PROBLEM DESCRIPTION
Return nothing but the lines from the line containing "of the doorway" through the last line of the records, reproduced exactly.

DATA SECTION
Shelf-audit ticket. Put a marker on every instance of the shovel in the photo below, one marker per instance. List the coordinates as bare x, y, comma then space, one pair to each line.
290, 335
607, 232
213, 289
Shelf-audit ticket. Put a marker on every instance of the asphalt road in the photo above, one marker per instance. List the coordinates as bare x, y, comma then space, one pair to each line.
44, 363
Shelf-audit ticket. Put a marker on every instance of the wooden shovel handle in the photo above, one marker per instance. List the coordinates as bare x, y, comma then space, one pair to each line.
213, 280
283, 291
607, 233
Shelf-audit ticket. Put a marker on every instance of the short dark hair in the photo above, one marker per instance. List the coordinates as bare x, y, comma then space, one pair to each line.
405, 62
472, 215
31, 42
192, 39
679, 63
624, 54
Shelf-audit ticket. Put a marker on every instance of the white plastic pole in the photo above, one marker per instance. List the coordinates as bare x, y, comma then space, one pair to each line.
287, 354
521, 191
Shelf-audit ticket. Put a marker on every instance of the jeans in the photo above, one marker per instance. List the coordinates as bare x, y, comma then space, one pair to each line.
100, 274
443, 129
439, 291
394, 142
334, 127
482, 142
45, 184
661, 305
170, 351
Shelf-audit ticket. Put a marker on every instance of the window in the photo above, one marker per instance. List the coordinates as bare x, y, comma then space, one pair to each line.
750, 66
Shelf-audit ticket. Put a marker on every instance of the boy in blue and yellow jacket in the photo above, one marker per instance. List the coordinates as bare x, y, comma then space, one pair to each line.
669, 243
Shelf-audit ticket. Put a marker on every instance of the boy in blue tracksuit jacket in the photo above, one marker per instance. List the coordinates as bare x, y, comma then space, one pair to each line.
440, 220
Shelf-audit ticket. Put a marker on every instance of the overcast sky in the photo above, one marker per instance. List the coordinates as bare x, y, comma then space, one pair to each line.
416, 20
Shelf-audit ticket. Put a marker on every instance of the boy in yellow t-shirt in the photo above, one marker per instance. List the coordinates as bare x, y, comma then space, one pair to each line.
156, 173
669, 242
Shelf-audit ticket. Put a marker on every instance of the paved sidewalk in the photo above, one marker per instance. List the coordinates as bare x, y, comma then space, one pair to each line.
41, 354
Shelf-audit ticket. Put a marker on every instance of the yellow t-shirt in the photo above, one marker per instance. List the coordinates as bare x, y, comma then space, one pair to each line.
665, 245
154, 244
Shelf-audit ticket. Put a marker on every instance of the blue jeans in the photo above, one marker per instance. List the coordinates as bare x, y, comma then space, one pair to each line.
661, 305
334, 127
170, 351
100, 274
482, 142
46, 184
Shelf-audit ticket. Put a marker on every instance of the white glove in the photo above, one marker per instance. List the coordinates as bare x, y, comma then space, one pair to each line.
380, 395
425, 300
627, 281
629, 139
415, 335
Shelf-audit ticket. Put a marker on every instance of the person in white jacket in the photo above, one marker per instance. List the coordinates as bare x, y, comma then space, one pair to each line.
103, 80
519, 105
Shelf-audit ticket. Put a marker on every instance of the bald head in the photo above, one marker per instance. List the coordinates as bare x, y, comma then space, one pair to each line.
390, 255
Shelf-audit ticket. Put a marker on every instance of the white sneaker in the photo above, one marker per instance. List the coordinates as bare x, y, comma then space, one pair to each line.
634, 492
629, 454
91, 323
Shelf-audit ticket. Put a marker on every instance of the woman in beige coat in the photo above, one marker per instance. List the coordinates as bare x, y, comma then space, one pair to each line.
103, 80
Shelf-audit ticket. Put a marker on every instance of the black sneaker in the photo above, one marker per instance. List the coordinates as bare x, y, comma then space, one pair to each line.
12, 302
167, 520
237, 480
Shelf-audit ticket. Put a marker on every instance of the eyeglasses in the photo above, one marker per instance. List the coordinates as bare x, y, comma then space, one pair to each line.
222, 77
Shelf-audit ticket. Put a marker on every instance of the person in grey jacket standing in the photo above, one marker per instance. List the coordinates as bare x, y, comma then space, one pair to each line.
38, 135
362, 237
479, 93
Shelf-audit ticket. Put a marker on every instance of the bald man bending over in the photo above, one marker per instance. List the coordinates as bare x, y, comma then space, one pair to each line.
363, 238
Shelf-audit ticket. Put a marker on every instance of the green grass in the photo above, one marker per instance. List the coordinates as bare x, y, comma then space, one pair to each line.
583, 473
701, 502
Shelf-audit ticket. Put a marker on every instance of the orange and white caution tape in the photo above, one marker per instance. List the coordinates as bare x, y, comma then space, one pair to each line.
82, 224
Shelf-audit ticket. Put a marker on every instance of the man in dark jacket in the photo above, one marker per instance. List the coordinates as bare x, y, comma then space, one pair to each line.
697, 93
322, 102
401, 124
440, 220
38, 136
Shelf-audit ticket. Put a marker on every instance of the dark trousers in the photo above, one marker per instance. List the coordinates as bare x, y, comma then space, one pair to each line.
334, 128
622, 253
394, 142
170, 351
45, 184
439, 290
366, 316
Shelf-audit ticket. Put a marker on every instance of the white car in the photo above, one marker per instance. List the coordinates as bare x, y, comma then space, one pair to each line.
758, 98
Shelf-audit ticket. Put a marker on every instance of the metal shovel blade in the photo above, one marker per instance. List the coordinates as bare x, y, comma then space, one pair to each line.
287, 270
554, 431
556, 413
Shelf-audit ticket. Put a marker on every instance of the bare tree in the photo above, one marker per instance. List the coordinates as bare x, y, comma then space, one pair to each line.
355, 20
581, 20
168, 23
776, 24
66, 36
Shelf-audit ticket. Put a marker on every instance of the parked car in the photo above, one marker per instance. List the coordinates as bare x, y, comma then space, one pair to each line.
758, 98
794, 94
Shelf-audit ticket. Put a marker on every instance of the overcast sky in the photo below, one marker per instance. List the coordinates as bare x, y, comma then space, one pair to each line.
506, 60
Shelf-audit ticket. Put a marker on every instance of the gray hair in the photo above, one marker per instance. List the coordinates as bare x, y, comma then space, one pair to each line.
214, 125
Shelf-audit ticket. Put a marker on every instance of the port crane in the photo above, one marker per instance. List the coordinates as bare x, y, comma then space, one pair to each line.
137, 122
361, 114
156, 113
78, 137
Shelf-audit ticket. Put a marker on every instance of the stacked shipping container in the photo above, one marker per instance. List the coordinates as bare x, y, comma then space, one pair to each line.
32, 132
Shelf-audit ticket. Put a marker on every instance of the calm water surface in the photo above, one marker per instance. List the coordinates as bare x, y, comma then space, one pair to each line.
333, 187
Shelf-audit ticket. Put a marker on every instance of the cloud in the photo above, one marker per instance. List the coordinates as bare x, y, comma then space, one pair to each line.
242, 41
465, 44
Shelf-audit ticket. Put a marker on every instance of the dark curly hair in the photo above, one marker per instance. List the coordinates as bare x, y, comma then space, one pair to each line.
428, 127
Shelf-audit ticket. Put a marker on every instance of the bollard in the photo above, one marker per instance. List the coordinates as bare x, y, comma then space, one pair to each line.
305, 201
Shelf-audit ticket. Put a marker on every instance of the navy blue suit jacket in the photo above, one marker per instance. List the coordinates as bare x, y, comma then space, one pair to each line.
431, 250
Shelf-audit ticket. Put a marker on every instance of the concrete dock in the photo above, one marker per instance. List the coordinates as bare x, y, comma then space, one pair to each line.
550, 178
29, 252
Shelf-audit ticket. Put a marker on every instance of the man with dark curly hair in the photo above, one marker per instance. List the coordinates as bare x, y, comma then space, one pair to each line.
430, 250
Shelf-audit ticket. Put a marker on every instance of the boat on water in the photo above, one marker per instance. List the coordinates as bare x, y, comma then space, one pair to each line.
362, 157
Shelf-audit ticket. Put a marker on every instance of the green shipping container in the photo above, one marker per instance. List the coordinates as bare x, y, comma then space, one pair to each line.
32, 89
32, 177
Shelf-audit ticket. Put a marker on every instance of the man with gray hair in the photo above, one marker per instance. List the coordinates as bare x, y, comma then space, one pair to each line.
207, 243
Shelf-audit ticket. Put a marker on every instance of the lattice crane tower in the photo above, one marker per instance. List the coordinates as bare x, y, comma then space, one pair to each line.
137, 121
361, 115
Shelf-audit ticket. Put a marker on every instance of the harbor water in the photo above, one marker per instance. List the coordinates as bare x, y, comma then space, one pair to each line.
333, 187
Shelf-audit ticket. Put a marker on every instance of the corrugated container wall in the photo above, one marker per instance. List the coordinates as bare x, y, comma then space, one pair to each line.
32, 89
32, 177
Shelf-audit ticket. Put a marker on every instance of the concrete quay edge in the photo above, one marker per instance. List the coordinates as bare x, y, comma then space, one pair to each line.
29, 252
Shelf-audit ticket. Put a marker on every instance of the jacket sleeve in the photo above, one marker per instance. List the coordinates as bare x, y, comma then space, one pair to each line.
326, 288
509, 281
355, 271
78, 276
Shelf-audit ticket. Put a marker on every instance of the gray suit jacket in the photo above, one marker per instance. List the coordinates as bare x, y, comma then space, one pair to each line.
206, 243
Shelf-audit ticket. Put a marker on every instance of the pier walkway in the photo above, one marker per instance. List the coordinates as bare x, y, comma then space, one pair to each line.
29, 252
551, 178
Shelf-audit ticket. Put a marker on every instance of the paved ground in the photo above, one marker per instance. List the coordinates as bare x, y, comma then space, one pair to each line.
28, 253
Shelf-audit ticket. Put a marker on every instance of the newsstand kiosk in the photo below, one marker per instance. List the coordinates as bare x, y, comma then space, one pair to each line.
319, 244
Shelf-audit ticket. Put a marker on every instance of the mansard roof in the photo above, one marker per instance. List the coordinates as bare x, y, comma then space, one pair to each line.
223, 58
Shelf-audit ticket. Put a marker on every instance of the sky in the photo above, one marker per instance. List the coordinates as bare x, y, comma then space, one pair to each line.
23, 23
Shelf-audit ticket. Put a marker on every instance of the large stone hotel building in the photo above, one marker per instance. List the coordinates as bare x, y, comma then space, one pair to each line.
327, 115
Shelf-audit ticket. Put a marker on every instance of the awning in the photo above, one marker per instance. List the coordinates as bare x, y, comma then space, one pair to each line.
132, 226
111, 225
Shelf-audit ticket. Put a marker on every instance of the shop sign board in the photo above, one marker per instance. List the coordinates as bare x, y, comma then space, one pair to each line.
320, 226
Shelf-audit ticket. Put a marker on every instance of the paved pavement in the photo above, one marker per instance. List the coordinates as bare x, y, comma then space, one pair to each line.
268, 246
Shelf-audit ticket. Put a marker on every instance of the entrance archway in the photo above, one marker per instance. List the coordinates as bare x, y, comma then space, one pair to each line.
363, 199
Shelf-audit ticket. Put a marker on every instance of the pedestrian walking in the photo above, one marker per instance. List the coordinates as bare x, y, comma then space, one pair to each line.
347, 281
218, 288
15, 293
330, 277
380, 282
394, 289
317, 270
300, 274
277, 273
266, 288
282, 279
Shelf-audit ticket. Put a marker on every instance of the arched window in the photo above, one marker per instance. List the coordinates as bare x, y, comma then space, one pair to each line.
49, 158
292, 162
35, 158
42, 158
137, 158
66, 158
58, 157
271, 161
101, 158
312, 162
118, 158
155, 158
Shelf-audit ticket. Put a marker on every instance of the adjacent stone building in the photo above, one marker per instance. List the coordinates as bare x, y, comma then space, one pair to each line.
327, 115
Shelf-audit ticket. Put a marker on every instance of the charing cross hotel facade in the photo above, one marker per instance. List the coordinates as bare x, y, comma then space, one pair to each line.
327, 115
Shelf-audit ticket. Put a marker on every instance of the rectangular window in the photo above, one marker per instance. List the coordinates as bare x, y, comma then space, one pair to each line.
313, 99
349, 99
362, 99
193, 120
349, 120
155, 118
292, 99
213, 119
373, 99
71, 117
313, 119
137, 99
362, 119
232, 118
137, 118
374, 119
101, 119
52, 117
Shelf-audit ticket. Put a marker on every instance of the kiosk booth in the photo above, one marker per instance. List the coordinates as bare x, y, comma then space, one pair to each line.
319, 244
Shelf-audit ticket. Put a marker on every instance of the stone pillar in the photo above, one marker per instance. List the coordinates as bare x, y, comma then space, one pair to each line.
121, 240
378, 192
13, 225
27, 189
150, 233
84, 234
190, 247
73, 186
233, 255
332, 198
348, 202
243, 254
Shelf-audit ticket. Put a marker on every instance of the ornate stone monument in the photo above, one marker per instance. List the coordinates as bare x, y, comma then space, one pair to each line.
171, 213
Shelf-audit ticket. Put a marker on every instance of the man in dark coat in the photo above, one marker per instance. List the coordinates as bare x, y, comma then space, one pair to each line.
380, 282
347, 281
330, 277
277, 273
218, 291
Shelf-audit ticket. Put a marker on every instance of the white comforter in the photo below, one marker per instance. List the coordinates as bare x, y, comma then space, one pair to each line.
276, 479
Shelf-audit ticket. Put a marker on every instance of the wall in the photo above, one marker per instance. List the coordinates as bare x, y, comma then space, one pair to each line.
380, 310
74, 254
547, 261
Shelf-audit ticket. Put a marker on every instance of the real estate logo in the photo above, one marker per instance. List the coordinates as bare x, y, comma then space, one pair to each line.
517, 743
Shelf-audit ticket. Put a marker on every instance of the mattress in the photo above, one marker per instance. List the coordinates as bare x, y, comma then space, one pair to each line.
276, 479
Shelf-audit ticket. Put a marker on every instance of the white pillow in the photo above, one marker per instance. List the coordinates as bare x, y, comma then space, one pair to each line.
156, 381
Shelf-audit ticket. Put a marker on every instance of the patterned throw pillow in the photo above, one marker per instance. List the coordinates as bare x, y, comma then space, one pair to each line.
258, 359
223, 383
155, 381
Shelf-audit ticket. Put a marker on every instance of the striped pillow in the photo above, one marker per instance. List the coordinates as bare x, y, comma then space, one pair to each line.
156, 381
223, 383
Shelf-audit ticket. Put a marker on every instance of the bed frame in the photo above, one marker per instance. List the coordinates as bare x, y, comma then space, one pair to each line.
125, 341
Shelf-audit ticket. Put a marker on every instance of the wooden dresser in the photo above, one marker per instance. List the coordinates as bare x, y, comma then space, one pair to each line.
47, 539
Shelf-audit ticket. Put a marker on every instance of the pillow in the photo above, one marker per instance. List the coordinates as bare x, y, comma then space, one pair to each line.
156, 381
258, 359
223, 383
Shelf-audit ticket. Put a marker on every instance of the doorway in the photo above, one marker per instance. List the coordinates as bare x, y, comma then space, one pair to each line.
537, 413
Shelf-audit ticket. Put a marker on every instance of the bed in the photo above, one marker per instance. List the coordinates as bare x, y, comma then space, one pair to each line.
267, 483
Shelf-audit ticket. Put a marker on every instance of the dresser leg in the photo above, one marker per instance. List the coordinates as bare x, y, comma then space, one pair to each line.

EXERCISE ANSWER
Shelf-audit ticket. Put a marker on every instance of the doorway in the photo above, one marker per instance. List the coordinates as bare x, y, comma then space, one pair to each line.
537, 413
Shelf-audit ticket. Put a marker on every instance of the bed in the photo above, one marker per instance. List the coordinates as bare x, y, comma then space, one pair to each line.
267, 483
Shelf-audit ticket. Put a marker on every instance of the dresser leg in the photo above, one marker per instance. List the coordinates as bare x, y, comma then space, one pair to each line.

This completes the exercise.